--- Your objective ---
Output only the lines of the entries that follow, starting at the one with "box: [344, 219, 351, 258]" and running down to the one with "negative clicks: (576, 279)", both included and unchanged.

____

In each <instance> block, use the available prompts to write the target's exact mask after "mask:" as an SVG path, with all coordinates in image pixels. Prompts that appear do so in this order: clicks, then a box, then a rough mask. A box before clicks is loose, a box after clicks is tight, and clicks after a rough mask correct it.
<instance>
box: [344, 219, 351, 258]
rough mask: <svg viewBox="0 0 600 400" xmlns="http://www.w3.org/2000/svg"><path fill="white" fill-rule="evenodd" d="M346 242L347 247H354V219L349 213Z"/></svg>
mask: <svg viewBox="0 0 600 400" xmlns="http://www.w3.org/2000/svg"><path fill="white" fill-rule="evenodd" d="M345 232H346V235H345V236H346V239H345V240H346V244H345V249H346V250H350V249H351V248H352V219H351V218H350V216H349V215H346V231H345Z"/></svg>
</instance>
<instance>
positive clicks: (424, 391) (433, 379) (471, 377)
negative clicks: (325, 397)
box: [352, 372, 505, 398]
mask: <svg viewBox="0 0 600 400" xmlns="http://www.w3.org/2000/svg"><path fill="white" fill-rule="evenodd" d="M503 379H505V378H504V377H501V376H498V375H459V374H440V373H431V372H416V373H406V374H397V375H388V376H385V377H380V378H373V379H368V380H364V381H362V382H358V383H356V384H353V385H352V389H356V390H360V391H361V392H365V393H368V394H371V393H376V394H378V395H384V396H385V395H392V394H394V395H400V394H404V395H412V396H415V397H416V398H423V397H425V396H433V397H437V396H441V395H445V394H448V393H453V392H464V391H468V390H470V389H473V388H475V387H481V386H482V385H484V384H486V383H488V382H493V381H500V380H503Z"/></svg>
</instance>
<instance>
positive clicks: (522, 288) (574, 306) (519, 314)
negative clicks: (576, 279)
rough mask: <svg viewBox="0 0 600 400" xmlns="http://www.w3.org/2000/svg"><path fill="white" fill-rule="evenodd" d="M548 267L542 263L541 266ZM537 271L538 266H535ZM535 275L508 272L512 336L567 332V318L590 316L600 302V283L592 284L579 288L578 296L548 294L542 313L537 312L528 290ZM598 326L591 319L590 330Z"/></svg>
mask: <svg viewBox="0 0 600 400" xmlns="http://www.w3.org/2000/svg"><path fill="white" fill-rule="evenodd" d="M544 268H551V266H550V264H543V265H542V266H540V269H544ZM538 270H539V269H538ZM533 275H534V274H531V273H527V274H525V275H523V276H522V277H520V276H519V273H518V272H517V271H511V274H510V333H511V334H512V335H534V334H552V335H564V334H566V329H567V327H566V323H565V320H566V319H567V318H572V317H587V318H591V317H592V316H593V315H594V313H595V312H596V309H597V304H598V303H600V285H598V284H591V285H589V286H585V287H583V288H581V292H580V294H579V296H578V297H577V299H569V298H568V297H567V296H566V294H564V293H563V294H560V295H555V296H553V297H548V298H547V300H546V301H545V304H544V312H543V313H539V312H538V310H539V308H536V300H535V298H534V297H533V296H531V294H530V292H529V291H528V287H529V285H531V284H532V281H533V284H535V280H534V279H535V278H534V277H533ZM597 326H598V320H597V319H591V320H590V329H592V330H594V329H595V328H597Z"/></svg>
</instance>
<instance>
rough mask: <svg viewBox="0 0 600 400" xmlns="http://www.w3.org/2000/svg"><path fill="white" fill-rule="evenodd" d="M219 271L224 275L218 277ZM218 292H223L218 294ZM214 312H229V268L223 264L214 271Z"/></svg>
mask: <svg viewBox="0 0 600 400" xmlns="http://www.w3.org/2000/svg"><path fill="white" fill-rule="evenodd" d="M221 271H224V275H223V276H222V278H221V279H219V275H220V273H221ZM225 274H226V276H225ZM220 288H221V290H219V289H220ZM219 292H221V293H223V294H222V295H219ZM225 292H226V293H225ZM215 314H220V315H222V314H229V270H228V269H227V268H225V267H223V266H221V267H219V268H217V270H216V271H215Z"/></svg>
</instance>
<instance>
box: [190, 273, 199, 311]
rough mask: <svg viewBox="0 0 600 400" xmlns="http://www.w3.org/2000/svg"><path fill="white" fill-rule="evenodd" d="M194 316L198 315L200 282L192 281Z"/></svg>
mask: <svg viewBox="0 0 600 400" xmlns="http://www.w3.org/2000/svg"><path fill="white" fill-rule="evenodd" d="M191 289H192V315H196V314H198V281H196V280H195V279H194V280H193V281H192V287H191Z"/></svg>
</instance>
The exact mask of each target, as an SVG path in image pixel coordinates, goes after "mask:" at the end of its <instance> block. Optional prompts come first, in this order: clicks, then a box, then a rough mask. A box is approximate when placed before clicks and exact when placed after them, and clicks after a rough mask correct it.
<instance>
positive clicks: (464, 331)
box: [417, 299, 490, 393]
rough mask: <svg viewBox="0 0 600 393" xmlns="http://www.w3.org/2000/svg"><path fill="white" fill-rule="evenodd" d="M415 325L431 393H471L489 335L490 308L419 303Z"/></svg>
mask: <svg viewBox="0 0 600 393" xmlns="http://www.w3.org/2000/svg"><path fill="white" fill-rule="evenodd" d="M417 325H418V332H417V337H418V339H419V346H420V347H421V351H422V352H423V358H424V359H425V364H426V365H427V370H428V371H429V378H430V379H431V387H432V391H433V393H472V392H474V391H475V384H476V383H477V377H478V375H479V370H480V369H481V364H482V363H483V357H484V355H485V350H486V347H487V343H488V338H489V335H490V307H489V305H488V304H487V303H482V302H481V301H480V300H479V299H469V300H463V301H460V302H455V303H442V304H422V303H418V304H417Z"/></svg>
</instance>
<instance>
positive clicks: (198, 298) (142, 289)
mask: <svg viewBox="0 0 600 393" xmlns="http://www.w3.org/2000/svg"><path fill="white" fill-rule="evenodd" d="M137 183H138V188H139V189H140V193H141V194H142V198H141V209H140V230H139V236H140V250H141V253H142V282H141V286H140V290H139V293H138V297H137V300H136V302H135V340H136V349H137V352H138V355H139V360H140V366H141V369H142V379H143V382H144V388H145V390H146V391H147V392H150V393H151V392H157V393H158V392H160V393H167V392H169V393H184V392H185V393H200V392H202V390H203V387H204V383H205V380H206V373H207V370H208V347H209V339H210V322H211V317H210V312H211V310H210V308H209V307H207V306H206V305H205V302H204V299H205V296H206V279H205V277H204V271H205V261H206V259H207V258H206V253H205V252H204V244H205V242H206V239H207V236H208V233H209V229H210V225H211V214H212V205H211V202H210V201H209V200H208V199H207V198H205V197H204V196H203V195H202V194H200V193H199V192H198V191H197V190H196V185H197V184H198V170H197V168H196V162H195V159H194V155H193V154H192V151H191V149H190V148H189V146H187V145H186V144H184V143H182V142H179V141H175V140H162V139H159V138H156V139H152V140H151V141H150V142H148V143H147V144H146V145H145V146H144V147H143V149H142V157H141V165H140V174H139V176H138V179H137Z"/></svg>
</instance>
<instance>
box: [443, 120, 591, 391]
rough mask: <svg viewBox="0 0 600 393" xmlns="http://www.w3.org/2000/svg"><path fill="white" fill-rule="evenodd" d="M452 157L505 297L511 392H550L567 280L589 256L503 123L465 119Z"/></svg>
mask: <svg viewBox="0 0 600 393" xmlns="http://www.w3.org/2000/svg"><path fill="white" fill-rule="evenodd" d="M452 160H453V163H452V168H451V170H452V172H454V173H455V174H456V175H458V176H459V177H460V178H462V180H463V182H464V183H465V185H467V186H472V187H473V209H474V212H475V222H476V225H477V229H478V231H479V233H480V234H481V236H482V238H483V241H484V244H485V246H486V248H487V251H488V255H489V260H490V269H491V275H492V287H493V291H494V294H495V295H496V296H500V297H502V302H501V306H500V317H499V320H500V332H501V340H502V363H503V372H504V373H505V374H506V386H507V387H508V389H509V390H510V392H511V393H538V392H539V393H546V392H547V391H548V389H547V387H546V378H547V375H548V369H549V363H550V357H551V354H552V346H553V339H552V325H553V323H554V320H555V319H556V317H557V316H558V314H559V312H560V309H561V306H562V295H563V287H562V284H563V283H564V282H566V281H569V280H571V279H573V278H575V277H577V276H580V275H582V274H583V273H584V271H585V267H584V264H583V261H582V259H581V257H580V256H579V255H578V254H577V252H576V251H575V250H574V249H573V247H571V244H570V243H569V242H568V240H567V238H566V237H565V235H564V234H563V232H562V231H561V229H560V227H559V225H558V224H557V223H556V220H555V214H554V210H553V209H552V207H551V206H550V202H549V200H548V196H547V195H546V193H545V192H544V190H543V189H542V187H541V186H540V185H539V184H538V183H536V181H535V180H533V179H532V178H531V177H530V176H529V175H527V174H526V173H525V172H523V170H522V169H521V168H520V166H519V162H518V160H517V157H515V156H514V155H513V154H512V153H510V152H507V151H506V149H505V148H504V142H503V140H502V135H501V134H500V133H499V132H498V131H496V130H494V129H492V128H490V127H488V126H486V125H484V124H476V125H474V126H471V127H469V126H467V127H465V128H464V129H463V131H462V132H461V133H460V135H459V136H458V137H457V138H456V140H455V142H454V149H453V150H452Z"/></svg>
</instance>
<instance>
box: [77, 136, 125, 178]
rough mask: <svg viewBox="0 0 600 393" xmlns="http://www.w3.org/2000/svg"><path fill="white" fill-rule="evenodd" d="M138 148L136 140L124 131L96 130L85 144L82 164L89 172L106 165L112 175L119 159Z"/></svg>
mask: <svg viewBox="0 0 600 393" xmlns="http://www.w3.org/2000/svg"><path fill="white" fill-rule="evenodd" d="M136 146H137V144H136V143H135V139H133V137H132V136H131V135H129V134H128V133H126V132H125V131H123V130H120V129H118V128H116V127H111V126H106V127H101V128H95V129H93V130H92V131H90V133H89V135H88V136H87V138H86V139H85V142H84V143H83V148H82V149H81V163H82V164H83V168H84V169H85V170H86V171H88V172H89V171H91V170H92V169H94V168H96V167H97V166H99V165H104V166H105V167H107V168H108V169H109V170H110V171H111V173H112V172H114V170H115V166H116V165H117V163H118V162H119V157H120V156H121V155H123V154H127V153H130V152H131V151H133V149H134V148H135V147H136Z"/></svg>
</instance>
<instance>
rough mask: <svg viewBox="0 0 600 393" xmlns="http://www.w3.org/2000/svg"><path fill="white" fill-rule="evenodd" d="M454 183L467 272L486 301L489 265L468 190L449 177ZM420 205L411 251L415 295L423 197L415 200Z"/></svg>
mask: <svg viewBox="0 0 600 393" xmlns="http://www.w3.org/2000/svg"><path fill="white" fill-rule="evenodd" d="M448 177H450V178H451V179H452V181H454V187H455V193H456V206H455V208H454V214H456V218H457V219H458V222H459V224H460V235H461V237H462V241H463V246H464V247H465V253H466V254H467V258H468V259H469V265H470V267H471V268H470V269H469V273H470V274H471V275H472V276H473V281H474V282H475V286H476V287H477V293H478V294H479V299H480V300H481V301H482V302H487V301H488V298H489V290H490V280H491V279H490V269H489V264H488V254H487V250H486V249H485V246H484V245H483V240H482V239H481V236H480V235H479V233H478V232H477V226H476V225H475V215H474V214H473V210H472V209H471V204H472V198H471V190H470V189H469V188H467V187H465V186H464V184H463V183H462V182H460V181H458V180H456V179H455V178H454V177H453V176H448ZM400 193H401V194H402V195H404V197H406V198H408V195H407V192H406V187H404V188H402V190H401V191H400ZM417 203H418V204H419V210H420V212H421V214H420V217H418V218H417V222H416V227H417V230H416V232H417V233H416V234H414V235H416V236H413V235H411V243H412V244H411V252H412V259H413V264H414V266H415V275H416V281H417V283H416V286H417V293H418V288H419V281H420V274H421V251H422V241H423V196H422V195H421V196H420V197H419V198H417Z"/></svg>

____

--- Solution for this problem ---
box: [344, 219, 351, 258]
rough mask: <svg viewBox="0 0 600 400" xmlns="http://www.w3.org/2000/svg"><path fill="white" fill-rule="evenodd" d="M346 242L347 247H354V219L349 213Z"/></svg>
mask: <svg viewBox="0 0 600 400" xmlns="http://www.w3.org/2000/svg"><path fill="white" fill-rule="evenodd" d="M345 232H346V235H345V236H346V239H345V240H346V244H345V249H346V250H350V249H351V248H352V219H351V218H350V216H349V215H346V231H345Z"/></svg>
</instance>
<instance>
positive clicks: (424, 391) (433, 379) (471, 377)
negative clicks: (325, 397)
box: [352, 372, 505, 398]
mask: <svg viewBox="0 0 600 400" xmlns="http://www.w3.org/2000/svg"><path fill="white" fill-rule="evenodd" d="M503 379H505V378H504V377H501V376H498V375H459V374H440V373H431V372H416V373H406V374H397V375H388V376H385V377H380V378H373V379H368V380H364V381H362V382H358V383H356V384H353V385H352V389H356V390H360V391H361V392H365V393H368V394H371V393H376V394H378V395H384V396H385V395H392V394H394V395H400V394H404V395H412V396H415V397H416V398H423V397H425V396H433V397H437V396H441V395H445V394H448V393H453V392H464V391H468V390H470V389H473V388H475V387H481V386H482V385H484V384H486V383H488V382H493V381H500V380H503Z"/></svg>
</instance>
<instance>
positive clicks: (522, 288) (574, 306) (519, 314)
negative clicks: (576, 279)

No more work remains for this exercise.